YOUR TASK: Skip the images and repeat every entry word for word.

SOURCE RECORDS:
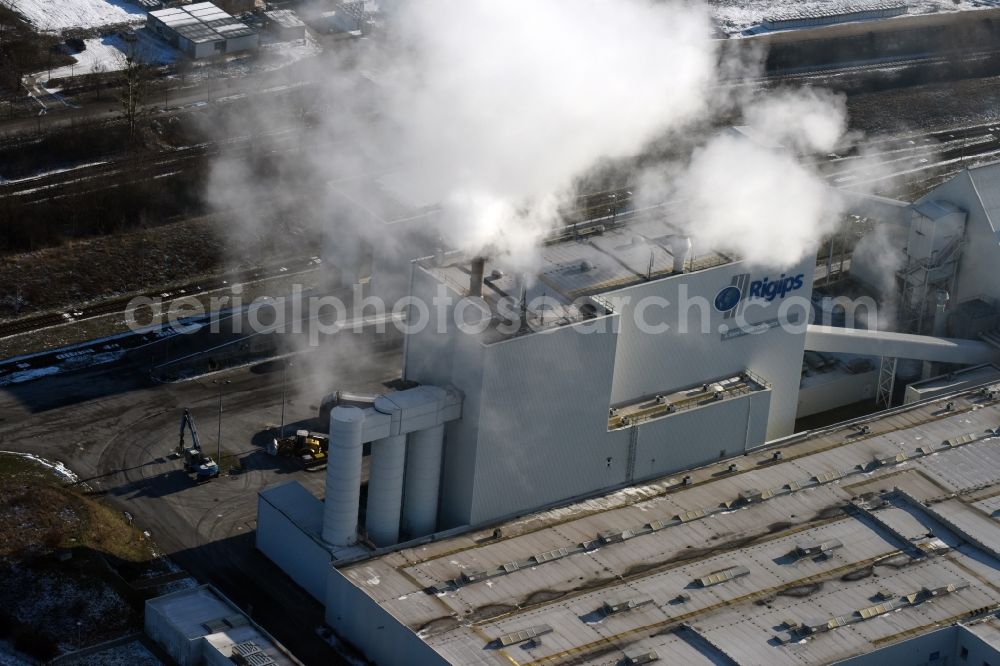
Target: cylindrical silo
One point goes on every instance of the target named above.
(343, 476)
(423, 481)
(385, 489)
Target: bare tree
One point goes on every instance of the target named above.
(135, 75)
(99, 70)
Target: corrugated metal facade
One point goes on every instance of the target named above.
(543, 422)
(357, 617)
(294, 550)
(647, 364)
(700, 436)
(534, 427)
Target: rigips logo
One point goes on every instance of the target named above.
(770, 290)
(743, 290)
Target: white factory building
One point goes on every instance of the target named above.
(202, 30)
(622, 357)
(201, 626)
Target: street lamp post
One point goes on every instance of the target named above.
(284, 379)
(221, 383)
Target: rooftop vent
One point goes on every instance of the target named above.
(612, 536)
(722, 576)
(549, 555)
(623, 606)
(249, 653)
(643, 656)
(515, 637)
(472, 575)
(827, 477)
(688, 516)
(817, 547)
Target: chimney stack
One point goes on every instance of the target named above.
(476, 279)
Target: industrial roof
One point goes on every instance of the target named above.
(583, 262)
(202, 22)
(985, 181)
(855, 537)
(203, 612)
(285, 18)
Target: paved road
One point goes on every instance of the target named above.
(115, 430)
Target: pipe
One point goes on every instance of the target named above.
(385, 489)
(343, 476)
(898, 345)
(680, 247)
(423, 481)
(476, 278)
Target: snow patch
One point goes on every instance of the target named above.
(53, 16)
(107, 54)
(57, 467)
(735, 16)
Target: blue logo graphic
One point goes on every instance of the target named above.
(728, 298)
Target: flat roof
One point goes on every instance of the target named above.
(202, 22)
(729, 564)
(203, 612)
(977, 374)
(576, 267)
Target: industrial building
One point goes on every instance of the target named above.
(627, 388)
(202, 30)
(284, 25)
(201, 626)
(874, 541)
(814, 17)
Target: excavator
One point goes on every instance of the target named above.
(308, 448)
(195, 460)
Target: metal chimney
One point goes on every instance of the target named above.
(680, 247)
(476, 279)
(941, 313)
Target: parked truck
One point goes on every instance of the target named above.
(195, 460)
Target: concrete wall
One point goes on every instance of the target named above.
(913, 652)
(294, 551)
(702, 435)
(543, 422)
(684, 356)
(245, 43)
(839, 390)
(185, 651)
(359, 620)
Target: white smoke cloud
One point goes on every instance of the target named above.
(498, 106)
(493, 109)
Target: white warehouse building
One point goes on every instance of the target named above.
(556, 402)
(202, 30)
(622, 358)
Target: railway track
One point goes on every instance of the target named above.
(99, 176)
(120, 305)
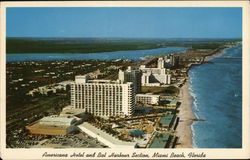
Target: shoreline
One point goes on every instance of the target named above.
(187, 117)
(186, 114)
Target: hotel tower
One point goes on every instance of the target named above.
(103, 97)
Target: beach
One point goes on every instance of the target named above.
(184, 131)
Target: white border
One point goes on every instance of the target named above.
(7, 153)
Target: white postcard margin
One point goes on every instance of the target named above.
(244, 152)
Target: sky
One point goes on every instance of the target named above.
(107, 22)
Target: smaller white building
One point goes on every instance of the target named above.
(147, 99)
(57, 121)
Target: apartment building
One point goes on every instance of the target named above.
(103, 97)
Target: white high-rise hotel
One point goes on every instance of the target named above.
(103, 97)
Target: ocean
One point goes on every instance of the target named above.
(135, 55)
(217, 92)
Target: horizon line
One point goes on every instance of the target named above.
(131, 37)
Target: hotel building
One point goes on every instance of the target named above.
(147, 99)
(131, 75)
(155, 76)
(103, 97)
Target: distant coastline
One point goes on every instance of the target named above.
(187, 116)
(95, 45)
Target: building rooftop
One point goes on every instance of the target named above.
(105, 135)
(57, 119)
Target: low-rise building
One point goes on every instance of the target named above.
(147, 99)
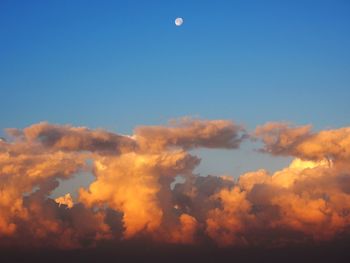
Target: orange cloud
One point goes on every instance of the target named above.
(135, 193)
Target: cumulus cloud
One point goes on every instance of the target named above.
(136, 194)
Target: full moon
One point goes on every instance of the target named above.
(179, 21)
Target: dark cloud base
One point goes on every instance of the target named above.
(334, 252)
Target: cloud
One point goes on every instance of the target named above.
(131, 197)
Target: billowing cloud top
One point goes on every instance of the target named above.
(136, 193)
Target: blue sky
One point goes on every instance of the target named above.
(119, 64)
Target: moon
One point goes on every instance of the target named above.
(179, 21)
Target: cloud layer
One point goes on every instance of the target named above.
(134, 196)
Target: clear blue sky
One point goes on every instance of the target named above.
(118, 64)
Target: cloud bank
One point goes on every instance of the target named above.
(131, 197)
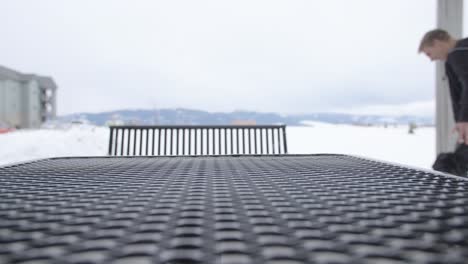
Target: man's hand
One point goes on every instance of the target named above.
(462, 130)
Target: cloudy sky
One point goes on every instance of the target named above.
(285, 56)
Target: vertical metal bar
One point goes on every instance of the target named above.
(177, 141)
(110, 140)
(171, 144)
(147, 142)
(201, 142)
(237, 139)
(165, 142)
(154, 139)
(141, 140)
(273, 140)
(122, 142)
(250, 141)
(219, 141)
(190, 141)
(134, 141)
(214, 142)
(268, 141)
(261, 141)
(183, 141)
(116, 143)
(159, 141)
(196, 140)
(243, 141)
(225, 141)
(232, 140)
(255, 140)
(128, 142)
(285, 146)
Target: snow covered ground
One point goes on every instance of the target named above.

RESPONSE TO THIS TASK:
Target: cylindrical silo
One point goes on every instance of the target named above.
(343, 476)
(423, 481)
(385, 489)
Target: bare tree
One point goes on every instance of the target named above.
(135, 75)
(99, 70)
Target: corrugated metal facade
One point goes on every instance of the target named above.
(543, 422)
(357, 617)
(294, 550)
(647, 364)
(700, 436)
(534, 427)
Target: rigips logo
One point goes on every instance of the target named above.
(770, 290)
(743, 290)
Target: white factory building
One point goes on every instance of the target named above.
(202, 30)
(622, 357)
(201, 626)
Target: street lamp post
One point goes on every instance of the target named above.
(284, 379)
(221, 383)
Target: rooftop vent
One point goes on every instance of the target named above.
(612, 536)
(722, 576)
(549, 555)
(623, 606)
(249, 653)
(643, 656)
(515, 637)
(472, 575)
(827, 477)
(688, 516)
(817, 547)
Target: chimney stack
One point goes on every instance of the target named above.
(476, 279)
Target: industrial roof
One point goes on every instance of the target named above.
(583, 262)
(202, 22)
(985, 181)
(855, 537)
(203, 612)
(285, 18)
Target: paved road
One point goes on every instance of the target named above.
(115, 430)
Target: pipe
One point goes on every instance of the target named above.
(385, 489)
(343, 476)
(898, 345)
(680, 247)
(423, 481)
(476, 278)
Target: snow patch
One point goes on every instance of the target named above.
(53, 16)
(107, 54)
(57, 467)
(735, 16)
Target: blue logo graphic
One point goes on every instance of the target named above.
(728, 298)
Target: flat roof
One point goes on every instance of the target named above.
(202, 22)
(729, 564)
(203, 612)
(977, 374)
(576, 267)
Target: industrial building
One point goes on every instance of the target named above.
(627, 388)
(202, 30)
(284, 25)
(201, 626)
(874, 541)
(814, 17)
Target: excavator
One point goes on every instance of the target named above.
(308, 448)
(195, 460)
Target: metal chimney
One point goes on every instance of the target named above.
(680, 247)
(476, 279)
(941, 313)
Target: parked truck
One point goes on every instance of the target named above.
(195, 460)
Target: concrete wall
One point goes on every instance of the target named above.
(913, 652)
(294, 551)
(702, 435)
(543, 422)
(684, 356)
(245, 43)
(839, 390)
(185, 651)
(359, 620)
Target: white smoke cloud
One point goes on every instance of the target named above.
(498, 106)
(493, 109)
Target: white warehouse building
One point goes on every instance of the target named above.
(556, 402)
(202, 30)
(622, 358)
Target: railway track
One point goes on every instance of the target named above.
(99, 176)
(120, 305)
Target: shoreline
One point goes on every instance of the target named above.
(187, 117)
(186, 114)
Target: hotel tower
One point goes on every instance of the target named above.
(103, 97)
Target: beach
One point goes on every instance of the target named above.
(184, 131)
Target: white border
One point goes on every instance of the target named above.
(7, 153)
Target: white postcard margin
One point goes on every instance of the target named above.
(244, 152)
Target: sky
One point goes on every instance of the target named above.
(107, 22)
Target: smaller white building
One point goes on every instance of the target named above.
(147, 99)
(57, 121)
Target: apartment building
One point goes on every instance of the target named above.
(103, 97)
Target: white high-rise hotel
One point goes on every instance of the target named above.
(103, 97)
Target: ocean
One point goes on every instance of the target named above.
(135, 55)
(217, 92)
Target: horizon line
One point goes on every instance of the target named above.
(131, 37)
Target: hotel building
One point goes on every instance of the target named above.
(147, 99)
(131, 75)
(155, 76)
(103, 97)
Target: distant coastline
One point goes on every instance of the target named above.
(187, 116)
(95, 45)
Target: building rooftop
One point goes on every instance of the target named above.
(105, 135)
(57, 119)
Target: low-rise building
One point goes on every instance of the target named above.
(147, 99)
Target: orange cloud
One point goes on every instance of the target named above.
(135, 193)
Target: cumulus cloud
One point goes on every instance of the target named above.
(136, 194)
Target: full moon
One point goes on every instance of the target named above.
(179, 21)
Target: dark cloud base
One point goes on every instance of the target named above.
(334, 252)
Target: cloud
One point goes on every instance of the target named above.
(131, 197)
Target: billowing cloud top
One point goes on every instance of the target named above.
(136, 193)
Target: blue sky
One point goes on every instance of the target named above.
(119, 64)
Target: moon
One point goes on every instance of the target named above.
(179, 21)
Target: cloud layer
One point goes on every instance of the target named above.
(134, 196)
Target: clear blue sky
One point goes on every instance of the target named above.
(118, 64)
Target: cloud bank
One point goes on every instance of the target named above.
(131, 197)
Target: man's hand
One point goes on every instance of the target named above.
(462, 130)
Target: cloudy sky
One point goes on every instance of the target named above.
(285, 56)
Target: vertical metal bar
One point goes on every instance of the target named above.
(177, 141)
(110, 140)
(171, 144)
(147, 142)
(201, 142)
(237, 139)
(165, 142)
(154, 139)
(141, 140)
(273, 140)
(122, 142)
(250, 141)
(219, 141)
(190, 141)
(134, 141)
(214, 142)
(268, 141)
(261, 141)
(183, 141)
(116, 143)
(159, 141)
(196, 140)
(243, 141)
(225, 141)
(232, 140)
(255, 140)
(128, 142)
(285, 146)
Target: snow covered ground
One point goes on every instance of the target named above.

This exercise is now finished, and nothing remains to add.